TASK
Repeat every entry in full. Match each line exactly.

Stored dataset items
────────────────────

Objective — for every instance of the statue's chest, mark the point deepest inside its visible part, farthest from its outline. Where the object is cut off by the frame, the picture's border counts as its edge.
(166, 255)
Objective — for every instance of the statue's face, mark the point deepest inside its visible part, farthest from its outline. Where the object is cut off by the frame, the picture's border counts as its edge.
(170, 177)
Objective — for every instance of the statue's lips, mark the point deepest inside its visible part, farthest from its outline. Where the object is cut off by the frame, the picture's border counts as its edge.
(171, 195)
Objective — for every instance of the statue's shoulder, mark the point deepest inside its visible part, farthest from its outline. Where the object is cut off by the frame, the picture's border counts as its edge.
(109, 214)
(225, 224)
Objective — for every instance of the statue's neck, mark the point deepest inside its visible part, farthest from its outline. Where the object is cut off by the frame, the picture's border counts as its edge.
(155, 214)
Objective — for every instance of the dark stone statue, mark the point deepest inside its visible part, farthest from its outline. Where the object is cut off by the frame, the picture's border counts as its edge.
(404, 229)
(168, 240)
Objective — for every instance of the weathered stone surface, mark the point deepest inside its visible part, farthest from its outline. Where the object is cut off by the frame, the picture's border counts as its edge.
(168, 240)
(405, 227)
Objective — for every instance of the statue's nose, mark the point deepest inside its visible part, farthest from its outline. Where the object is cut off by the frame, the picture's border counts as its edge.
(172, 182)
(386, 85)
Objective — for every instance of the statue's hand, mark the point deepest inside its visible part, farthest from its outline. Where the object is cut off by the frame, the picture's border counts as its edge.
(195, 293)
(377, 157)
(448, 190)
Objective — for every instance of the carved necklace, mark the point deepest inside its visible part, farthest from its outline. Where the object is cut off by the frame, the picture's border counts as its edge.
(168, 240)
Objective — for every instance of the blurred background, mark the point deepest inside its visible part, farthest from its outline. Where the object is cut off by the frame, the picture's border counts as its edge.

────────────────────

ANSWER FOR THE TASK
Objective — for every instance of the statue's chest, mark the point deepest inside its visible part, farthest from its outline. Where the object is cut off by the frame, the picture's border counts as its edge.
(166, 255)
Objective — for every instance of the statue's face, mark the point deepest inside its visible part, farthest from its outline. Where the object is cut off by the frame, the picture's border counts as its edge.
(170, 177)
Objective — for every instance of the statue's lips, mark the point deepest inside its visible part, farthest from its outline. Where the object is cut off by the frame, the picture's border counts as its edge.
(171, 195)
Objective — for every instance of the statue's shoulder, mark the point deepest inside its visible part, farthest from its outline. Where the object is cut off by the frame, the picture's border counts as its edge.
(109, 214)
(225, 224)
Objective — for every instance of the statue's neck, mark the point deepest inside its visible part, farthest from its outline. Where the object is cut off by the frame, the picture's border counts as its edge.
(155, 214)
Objective — for every instance of the dark stone statue, mark the point deepest inside its visible part, farthest from its outline. Where the object is cut off by the frame, the picture's border counts as its edge.
(404, 229)
(168, 240)
Objective — for every instance of the weathered stone surface, mark the point deepest inside its visible part, farthest from its outline. Where the object is cut off by the frame, the picture's border counts as its edge.
(168, 240)
(405, 227)
Objective — for every instance of the statue's nose, mark the point deepest inside its visible part, farthest from its outline. Where the object is cut off by the frame, the picture's border counts as its edge.
(172, 182)
(386, 85)
Objective — for every instance of the statue's hand, mark the point deepest inside its visible part, farthest from its outline. Where the object is cut off by the frame, the picture's border counts as its edge.
(195, 293)
(377, 157)
(448, 190)
Objective — for every instance of the carved necklace, mark the point deepest inside its visible part, farthest from its outline. Where the object is cut off by the frame, the picture's border counts as its edge.
(168, 240)
Objective — for every instance of the blurred background, mark the point deepest inside its visible part, farthest from its outline. Where the object is cut off by the frame, the picture's border counts as its edge.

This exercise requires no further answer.